▶ _WORK INSTRUCTIONS_:
Your task is to retype, word for word, the lines from the start of the data through the line holding "wooden floor in this photo.". Do not include the pictures.

▶ _RECORDS PROVIDED_:
------------------------------

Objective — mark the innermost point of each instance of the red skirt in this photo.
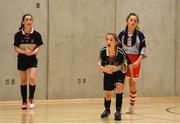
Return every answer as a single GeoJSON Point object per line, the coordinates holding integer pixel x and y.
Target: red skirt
{"type": "Point", "coordinates": [136, 71]}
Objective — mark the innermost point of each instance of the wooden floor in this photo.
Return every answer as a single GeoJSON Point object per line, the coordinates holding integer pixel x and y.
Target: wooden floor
{"type": "Point", "coordinates": [148, 110]}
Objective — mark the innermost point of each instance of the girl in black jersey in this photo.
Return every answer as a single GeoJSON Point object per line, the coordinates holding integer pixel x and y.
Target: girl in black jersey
{"type": "Point", "coordinates": [27, 44]}
{"type": "Point", "coordinates": [113, 63]}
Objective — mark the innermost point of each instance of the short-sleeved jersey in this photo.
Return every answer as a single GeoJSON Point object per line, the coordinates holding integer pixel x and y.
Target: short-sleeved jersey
{"type": "Point", "coordinates": [120, 57]}
{"type": "Point", "coordinates": [134, 44]}
{"type": "Point", "coordinates": [27, 41]}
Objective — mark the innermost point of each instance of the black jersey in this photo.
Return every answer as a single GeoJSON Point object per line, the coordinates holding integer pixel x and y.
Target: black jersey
{"type": "Point", "coordinates": [120, 57]}
{"type": "Point", "coordinates": [27, 41]}
{"type": "Point", "coordinates": [134, 44]}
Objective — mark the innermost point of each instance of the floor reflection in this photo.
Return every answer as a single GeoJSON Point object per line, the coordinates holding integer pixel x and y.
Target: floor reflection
{"type": "Point", "coordinates": [27, 116]}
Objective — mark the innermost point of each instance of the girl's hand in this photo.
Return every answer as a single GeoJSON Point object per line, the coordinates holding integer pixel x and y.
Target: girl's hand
{"type": "Point", "coordinates": [29, 52]}
{"type": "Point", "coordinates": [135, 64]}
{"type": "Point", "coordinates": [109, 71]}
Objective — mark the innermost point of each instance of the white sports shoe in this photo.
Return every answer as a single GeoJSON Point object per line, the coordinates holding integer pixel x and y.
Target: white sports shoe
{"type": "Point", "coordinates": [31, 104]}
{"type": "Point", "coordinates": [130, 110]}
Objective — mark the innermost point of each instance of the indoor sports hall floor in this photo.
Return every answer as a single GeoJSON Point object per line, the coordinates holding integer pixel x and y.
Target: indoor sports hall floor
{"type": "Point", "coordinates": [148, 110]}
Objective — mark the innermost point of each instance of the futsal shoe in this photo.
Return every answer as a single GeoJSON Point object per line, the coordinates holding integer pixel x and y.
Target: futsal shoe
{"type": "Point", "coordinates": [24, 106]}
{"type": "Point", "coordinates": [31, 104]}
{"type": "Point", "coordinates": [117, 116]}
{"type": "Point", "coordinates": [130, 110]}
{"type": "Point", "coordinates": [105, 114]}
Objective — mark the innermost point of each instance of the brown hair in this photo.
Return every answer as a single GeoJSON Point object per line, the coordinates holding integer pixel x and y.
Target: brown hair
{"type": "Point", "coordinates": [22, 26]}
{"type": "Point", "coordinates": [132, 14]}
{"type": "Point", "coordinates": [114, 35]}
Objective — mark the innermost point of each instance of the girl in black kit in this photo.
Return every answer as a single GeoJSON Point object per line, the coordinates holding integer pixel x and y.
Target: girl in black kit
{"type": "Point", "coordinates": [113, 63]}
{"type": "Point", "coordinates": [27, 44]}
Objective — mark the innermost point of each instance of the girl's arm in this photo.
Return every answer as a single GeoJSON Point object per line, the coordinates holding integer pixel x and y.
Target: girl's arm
{"type": "Point", "coordinates": [36, 51]}
{"type": "Point", "coordinates": [18, 50]}
{"type": "Point", "coordinates": [104, 69]}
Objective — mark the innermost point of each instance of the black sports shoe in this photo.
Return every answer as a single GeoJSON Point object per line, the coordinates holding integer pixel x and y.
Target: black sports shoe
{"type": "Point", "coordinates": [117, 115]}
{"type": "Point", "coordinates": [105, 114]}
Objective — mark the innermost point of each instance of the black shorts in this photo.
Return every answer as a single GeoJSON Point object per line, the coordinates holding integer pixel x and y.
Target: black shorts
{"type": "Point", "coordinates": [25, 62]}
{"type": "Point", "coordinates": [110, 80]}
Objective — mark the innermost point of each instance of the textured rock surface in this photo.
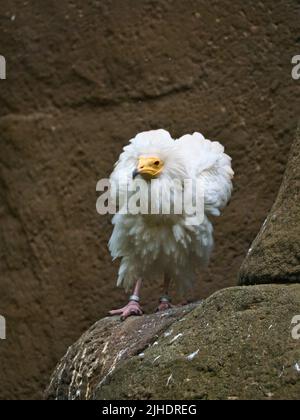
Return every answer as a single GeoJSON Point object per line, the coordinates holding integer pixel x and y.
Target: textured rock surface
{"type": "Point", "coordinates": [274, 256]}
{"type": "Point", "coordinates": [236, 345]}
{"type": "Point", "coordinates": [104, 347]}
{"type": "Point", "coordinates": [84, 77]}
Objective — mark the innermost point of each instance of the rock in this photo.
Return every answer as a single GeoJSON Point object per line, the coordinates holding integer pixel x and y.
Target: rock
{"type": "Point", "coordinates": [274, 256]}
{"type": "Point", "coordinates": [79, 85]}
{"type": "Point", "coordinates": [104, 347]}
{"type": "Point", "coordinates": [238, 344]}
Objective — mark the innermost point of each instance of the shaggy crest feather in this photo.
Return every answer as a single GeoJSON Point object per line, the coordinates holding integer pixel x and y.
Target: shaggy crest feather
{"type": "Point", "coordinates": [152, 245]}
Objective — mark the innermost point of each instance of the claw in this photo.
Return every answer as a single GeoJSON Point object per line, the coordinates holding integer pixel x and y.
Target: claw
{"type": "Point", "coordinates": [164, 306]}
{"type": "Point", "coordinates": [131, 309]}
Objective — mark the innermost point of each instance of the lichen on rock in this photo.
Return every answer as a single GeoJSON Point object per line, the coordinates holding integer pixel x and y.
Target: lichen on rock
{"type": "Point", "coordinates": [237, 344]}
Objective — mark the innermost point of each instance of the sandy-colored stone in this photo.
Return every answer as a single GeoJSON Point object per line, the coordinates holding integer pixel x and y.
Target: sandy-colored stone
{"type": "Point", "coordinates": [274, 256]}
{"type": "Point", "coordinates": [95, 356]}
{"type": "Point", "coordinates": [82, 79]}
{"type": "Point", "coordinates": [238, 344]}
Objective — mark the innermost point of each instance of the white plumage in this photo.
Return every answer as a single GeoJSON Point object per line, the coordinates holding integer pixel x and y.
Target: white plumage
{"type": "Point", "coordinates": [155, 245]}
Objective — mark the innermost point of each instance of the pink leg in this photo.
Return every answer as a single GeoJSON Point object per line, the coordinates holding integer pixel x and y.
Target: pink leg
{"type": "Point", "coordinates": [133, 307]}
{"type": "Point", "coordinates": [165, 302]}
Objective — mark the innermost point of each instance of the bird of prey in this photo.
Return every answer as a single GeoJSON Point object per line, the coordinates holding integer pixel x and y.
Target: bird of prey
{"type": "Point", "coordinates": [171, 246]}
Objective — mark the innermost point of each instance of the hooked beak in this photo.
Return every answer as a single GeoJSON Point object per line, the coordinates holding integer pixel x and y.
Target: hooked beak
{"type": "Point", "coordinates": [148, 167]}
{"type": "Point", "coordinates": [135, 173]}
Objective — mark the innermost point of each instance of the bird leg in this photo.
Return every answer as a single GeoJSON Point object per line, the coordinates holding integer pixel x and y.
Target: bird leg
{"type": "Point", "coordinates": [133, 307]}
{"type": "Point", "coordinates": [165, 301]}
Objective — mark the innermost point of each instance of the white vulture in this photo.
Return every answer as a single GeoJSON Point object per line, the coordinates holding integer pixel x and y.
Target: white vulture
{"type": "Point", "coordinates": [175, 245]}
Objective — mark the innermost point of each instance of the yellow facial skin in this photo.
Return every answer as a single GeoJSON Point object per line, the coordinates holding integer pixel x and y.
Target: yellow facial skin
{"type": "Point", "coordinates": [149, 167]}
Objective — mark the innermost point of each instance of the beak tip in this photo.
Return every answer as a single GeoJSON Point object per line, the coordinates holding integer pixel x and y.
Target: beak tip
{"type": "Point", "coordinates": [135, 173]}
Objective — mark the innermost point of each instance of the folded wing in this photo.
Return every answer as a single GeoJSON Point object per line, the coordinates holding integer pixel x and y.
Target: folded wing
{"type": "Point", "coordinates": [207, 162]}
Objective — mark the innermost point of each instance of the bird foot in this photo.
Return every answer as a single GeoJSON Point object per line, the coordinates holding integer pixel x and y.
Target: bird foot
{"type": "Point", "coordinates": [164, 304]}
{"type": "Point", "coordinates": [132, 308]}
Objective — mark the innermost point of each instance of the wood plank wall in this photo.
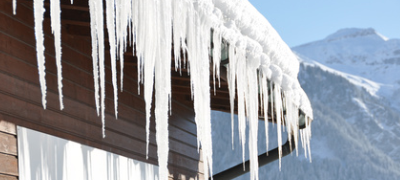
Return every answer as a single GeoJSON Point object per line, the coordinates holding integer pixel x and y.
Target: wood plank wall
{"type": "Point", "coordinates": [8, 151]}
{"type": "Point", "coordinates": [21, 103]}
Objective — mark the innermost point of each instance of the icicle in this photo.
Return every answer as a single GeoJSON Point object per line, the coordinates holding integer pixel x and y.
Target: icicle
{"type": "Point", "coordinates": [179, 25]}
{"type": "Point", "coordinates": [95, 53]}
{"type": "Point", "coordinates": [14, 7]}
{"type": "Point", "coordinates": [264, 92]}
{"type": "Point", "coordinates": [241, 88]}
{"type": "Point", "coordinates": [198, 51]}
{"type": "Point", "coordinates": [231, 71]}
{"type": "Point", "coordinates": [278, 105]}
{"type": "Point", "coordinates": [110, 8]}
{"type": "Point", "coordinates": [163, 84]}
{"type": "Point", "coordinates": [39, 17]}
{"type": "Point", "coordinates": [123, 16]}
{"type": "Point", "coordinates": [146, 45]}
{"type": "Point", "coordinates": [100, 40]}
{"type": "Point", "coordinates": [216, 56]}
{"type": "Point", "coordinates": [55, 12]}
{"type": "Point", "coordinates": [252, 114]}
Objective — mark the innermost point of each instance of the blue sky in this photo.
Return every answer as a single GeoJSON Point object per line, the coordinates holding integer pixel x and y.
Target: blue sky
{"type": "Point", "coordinates": [302, 21]}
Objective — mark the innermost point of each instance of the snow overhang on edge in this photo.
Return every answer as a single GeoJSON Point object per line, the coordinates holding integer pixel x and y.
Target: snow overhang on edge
{"type": "Point", "coordinates": [242, 22]}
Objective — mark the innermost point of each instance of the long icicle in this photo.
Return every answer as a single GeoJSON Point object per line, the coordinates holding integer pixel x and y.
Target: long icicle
{"type": "Point", "coordinates": [110, 8]}
{"type": "Point", "coordinates": [95, 53]}
{"type": "Point", "coordinates": [55, 12]}
{"type": "Point", "coordinates": [232, 87]}
{"type": "Point", "coordinates": [252, 114]}
{"type": "Point", "coordinates": [163, 84]}
{"type": "Point", "coordinates": [100, 37]}
{"type": "Point", "coordinates": [39, 17]}
{"type": "Point", "coordinates": [278, 105]}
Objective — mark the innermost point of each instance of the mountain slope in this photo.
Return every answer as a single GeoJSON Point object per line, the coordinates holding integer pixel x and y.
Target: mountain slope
{"type": "Point", "coordinates": [356, 128]}
{"type": "Point", "coordinates": [346, 140]}
{"type": "Point", "coordinates": [361, 52]}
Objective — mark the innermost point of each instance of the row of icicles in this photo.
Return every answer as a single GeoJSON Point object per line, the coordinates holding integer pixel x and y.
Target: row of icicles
{"type": "Point", "coordinates": [149, 25]}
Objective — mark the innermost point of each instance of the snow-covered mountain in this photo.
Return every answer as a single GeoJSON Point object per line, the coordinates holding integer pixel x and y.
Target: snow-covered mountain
{"type": "Point", "coordinates": [364, 53]}
{"type": "Point", "coordinates": [356, 128]}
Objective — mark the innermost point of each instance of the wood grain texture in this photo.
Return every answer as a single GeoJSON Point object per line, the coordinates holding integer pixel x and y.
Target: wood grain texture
{"type": "Point", "coordinates": [21, 97]}
{"type": "Point", "coordinates": [7, 127]}
{"type": "Point", "coordinates": [8, 144]}
{"type": "Point", "coordinates": [8, 165]}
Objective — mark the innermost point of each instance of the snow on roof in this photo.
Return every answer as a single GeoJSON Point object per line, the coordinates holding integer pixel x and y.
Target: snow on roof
{"type": "Point", "coordinates": [259, 61]}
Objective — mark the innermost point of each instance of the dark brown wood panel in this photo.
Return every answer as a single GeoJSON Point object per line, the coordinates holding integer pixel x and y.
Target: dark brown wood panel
{"type": "Point", "coordinates": [21, 97]}
{"type": "Point", "coordinates": [8, 165]}
{"type": "Point", "coordinates": [8, 144]}
{"type": "Point", "coordinates": [7, 127]}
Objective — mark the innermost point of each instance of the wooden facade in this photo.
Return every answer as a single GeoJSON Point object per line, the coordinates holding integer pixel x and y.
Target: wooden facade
{"type": "Point", "coordinates": [21, 103]}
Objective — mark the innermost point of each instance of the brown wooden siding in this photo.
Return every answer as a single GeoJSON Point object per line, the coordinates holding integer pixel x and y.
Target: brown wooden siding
{"type": "Point", "coordinates": [8, 151]}
{"type": "Point", "coordinates": [21, 104]}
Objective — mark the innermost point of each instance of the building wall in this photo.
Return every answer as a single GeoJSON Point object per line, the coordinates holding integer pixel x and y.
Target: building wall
{"type": "Point", "coordinates": [20, 98]}
{"type": "Point", "coordinates": [8, 151]}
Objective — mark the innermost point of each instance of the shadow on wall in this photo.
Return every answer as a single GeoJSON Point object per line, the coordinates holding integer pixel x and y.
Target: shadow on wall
{"type": "Point", "coordinates": [44, 157]}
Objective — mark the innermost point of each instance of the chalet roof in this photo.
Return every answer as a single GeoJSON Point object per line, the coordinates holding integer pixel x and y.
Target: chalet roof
{"type": "Point", "coordinates": [260, 78]}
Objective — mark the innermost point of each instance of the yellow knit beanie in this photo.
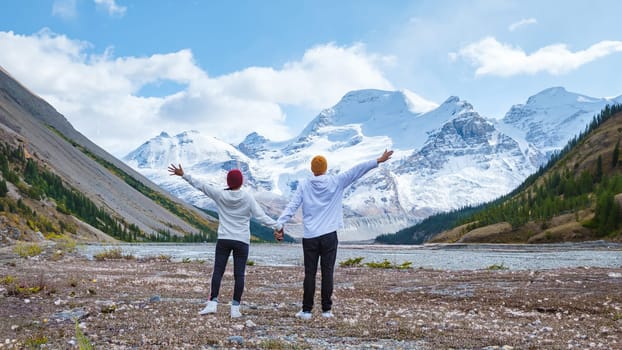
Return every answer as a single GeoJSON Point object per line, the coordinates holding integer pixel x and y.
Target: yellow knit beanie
{"type": "Point", "coordinates": [318, 165]}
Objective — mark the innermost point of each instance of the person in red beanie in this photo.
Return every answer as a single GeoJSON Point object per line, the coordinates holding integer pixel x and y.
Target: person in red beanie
{"type": "Point", "coordinates": [235, 209]}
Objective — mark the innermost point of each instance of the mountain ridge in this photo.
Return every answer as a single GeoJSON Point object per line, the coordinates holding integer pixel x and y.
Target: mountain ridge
{"type": "Point", "coordinates": [452, 156]}
{"type": "Point", "coordinates": [28, 121]}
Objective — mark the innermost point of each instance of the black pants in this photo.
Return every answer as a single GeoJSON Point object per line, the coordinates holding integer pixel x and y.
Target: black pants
{"type": "Point", "coordinates": [224, 247]}
{"type": "Point", "coordinates": [324, 249]}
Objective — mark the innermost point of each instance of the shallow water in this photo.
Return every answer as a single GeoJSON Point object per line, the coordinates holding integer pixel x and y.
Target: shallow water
{"type": "Point", "coordinates": [443, 257]}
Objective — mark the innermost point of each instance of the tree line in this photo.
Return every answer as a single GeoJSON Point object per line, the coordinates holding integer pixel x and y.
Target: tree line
{"type": "Point", "coordinates": [558, 193]}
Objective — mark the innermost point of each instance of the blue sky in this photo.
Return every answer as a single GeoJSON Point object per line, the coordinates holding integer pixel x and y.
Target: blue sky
{"type": "Point", "coordinates": [123, 71]}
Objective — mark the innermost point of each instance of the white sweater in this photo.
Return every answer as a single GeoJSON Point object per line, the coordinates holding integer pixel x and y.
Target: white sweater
{"type": "Point", "coordinates": [235, 209]}
{"type": "Point", "coordinates": [321, 200]}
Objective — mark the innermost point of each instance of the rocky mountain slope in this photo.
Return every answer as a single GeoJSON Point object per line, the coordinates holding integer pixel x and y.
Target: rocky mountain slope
{"type": "Point", "coordinates": [27, 120]}
{"type": "Point", "coordinates": [447, 156]}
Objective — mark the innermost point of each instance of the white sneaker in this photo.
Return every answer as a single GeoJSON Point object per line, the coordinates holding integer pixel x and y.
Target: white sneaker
{"type": "Point", "coordinates": [305, 315]}
{"type": "Point", "coordinates": [210, 308]}
{"type": "Point", "coordinates": [235, 311]}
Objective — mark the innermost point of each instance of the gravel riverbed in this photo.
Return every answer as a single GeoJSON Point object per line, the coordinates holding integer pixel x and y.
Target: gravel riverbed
{"type": "Point", "coordinates": [62, 302]}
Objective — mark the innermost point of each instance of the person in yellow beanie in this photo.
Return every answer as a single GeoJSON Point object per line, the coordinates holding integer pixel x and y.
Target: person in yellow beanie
{"type": "Point", "coordinates": [322, 215]}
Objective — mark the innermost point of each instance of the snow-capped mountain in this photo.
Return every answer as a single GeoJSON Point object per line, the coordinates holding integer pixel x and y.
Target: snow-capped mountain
{"type": "Point", "coordinates": [446, 156]}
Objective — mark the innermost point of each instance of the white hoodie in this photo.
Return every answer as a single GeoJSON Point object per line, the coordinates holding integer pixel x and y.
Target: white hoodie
{"type": "Point", "coordinates": [321, 199]}
{"type": "Point", "coordinates": [235, 209]}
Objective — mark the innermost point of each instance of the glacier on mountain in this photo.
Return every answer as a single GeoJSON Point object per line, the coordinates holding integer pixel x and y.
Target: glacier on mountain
{"type": "Point", "coordinates": [446, 156]}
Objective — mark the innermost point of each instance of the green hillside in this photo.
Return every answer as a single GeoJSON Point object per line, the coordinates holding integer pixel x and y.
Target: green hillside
{"type": "Point", "coordinates": [575, 197]}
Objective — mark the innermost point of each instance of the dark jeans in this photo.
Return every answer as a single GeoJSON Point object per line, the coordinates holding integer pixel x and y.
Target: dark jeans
{"type": "Point", "coordinates": [224, 247]}
{"type": "Point", "coordinates": [324, 249]}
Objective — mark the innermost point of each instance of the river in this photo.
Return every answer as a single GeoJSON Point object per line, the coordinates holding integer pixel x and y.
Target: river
{"type": "Point", "coordinates": [441, 256]}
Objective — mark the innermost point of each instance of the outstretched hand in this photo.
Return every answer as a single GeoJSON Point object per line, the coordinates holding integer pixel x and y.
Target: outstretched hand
{"type": "Point", "coordinates": [385, 156]}
{"type": "Point", "coordinates": [279, 234]}
{"type": "Point", "coordinates": [175, 170]}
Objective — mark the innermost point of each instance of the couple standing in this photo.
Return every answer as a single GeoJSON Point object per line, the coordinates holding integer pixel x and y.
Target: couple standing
{"type": "Point", "coordinates": [322, 215]}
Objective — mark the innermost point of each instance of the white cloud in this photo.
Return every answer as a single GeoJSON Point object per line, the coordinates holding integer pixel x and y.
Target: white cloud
{"type": "Point", "coordinates": [98, 93]}
{"type": "Point", "coordinates": [64, 8]}
{"type": "Point", "coordinates": [523, 22]}
{"type": "Point", "coordinates": [494, 58]}
{"type": "Point", "coordinates": [111, 7]}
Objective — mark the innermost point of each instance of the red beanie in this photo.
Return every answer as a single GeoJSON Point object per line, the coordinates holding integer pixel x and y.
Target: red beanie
{"type": "Point", "coordinates": [234, 179]}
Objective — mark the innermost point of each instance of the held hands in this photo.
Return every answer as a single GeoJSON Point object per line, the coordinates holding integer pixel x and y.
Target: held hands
{"type": "Point", "coordinates": [175, 170]}
{"type": "Point", "coordinates": [279, 234]}
{"type": "Point", "coordinates": [385, 156]}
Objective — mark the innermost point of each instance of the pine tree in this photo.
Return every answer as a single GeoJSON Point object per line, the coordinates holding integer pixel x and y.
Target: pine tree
{"type": "Point", "coordinates": [3, 188]}
{"type": "Point", "coordinates": [615, 158]}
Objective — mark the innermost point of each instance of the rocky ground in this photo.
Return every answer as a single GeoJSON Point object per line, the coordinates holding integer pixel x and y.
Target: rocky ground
{"type": "Point", "coordinates": [67, 302]}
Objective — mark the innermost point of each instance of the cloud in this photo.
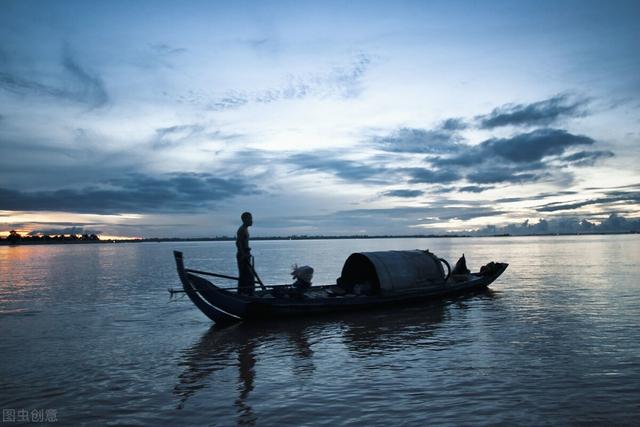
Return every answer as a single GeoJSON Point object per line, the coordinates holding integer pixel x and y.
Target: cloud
{"type": "Point", "coordinates": [164, 49]}
{"type": "Point", "coordinates": [88, 87]}
{"type": "Point", "coordinates": [403, 193]}
{"type": "Point", "coordinates": [475, 188]}
{"type": "Point", "coordinates": [398, 220]}
{"type": "Point", "coordinates": [411, 140]}
{"type": "Point", "coordinates": [586, 158]}
{"type": "Point", "coordinates": [349, 170]}
{"type": "Point", "coordinates": [343, 82]}
{"type": "Point", "coordinates": [521, 148]}
{"type": "Point", "coordinates": [615, 223]}
{"type": "Point", "coordinates": [495, 175]}
{"type": "Point", "coordinates": [431, 176]}
{"type": "Point", "coordinates": [78, 84]}
{"type": "Point", "coordinates": [536, 114]}
{"type": "Point", "coordinates": [132, 193]}
{"type": "Point", "coordinates": [611, 197]}
{"type": "Point", "coordinates": [523, 157]}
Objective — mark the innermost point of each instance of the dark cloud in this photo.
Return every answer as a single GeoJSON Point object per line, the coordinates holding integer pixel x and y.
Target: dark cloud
{"type": "Point", "coordinates": [540, 113]}
{"type": "Point", "coordinates": [586, 158]}
{"type": "Point", "coordinates": [521, 158]}
{"type": "Point", "coordinates": [79, 84]}
{"type": "Point", "coordinates": [532, 146]}
{"type": "Point", "coordinates": [132, 193]}
{"type": "Point", "coordinates": [403, 193]}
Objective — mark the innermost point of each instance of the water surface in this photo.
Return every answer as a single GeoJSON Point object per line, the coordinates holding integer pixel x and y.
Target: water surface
{"type": "Point", "coordinates": [89, 330]}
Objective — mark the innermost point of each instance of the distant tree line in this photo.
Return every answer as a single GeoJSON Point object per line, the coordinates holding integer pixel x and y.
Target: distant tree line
{"type": "Point", "coordinates": [16, 238]}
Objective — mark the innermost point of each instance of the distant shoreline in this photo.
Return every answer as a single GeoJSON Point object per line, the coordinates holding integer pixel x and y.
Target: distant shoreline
{"type": "Point", "coordinates": [5, 242]}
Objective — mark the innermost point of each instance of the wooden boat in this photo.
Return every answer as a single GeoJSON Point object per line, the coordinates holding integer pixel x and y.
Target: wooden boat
{"type": "Point", "coordinates": [368, 280]}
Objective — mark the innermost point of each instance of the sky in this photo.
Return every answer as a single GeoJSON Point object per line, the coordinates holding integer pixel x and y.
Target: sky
{"type": "Point", "coordinates": [170, 119]}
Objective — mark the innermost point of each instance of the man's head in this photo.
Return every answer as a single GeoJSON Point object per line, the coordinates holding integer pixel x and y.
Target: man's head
{"type": "Point", "coordinates": [247, 219]}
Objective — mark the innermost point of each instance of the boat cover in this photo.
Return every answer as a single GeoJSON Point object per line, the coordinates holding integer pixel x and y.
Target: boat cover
{"type": "Point", "coordinates": [389, 271]}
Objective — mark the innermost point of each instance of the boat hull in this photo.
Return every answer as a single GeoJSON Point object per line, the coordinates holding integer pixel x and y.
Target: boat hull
{"type": "Point", "coordinates": [224, 307]}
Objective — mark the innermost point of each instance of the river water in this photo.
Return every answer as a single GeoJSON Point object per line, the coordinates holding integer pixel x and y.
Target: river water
{"type": "Point", "coordinates": [88, 335]}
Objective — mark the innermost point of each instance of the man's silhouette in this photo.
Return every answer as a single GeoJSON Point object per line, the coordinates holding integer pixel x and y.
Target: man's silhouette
{"type": "Point", "coordinates": [246, 284]}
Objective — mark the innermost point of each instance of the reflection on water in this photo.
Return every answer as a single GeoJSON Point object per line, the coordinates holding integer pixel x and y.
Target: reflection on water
{"type": "Point", "coordinates": [369, 334]}
{"type": "Point", "coordinates": [89, 330]}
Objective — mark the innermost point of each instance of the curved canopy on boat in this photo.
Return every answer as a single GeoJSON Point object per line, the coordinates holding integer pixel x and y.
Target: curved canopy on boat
{"type": "Point", "coordinates": [389, 271]}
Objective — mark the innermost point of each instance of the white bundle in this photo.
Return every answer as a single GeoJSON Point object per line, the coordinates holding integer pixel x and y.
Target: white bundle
{"type": "Point", "coordinates": [303, 273]}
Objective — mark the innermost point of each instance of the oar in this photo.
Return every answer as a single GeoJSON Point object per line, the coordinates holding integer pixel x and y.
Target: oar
{"type": "Point", "coordinates": [206, 273]}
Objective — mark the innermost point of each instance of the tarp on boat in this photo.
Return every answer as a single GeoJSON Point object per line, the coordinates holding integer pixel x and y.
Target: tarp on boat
{"type": "Point", "coordinates": [389, 271]}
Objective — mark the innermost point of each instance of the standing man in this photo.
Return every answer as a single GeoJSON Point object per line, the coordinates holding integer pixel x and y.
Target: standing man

------------------------------

▶ _REPLY_:
Objective — mark the innermost point of each instance of the red skirt in this photo.
Return every answer as a single GeoJSON Point object per line, the coordinates holding integer pixel x and y.
Target: red skirt
{"type": "Point", "coordinates": [136, 71]}
Objective — mark the innermost point of each instance of the wooden floor in this photo.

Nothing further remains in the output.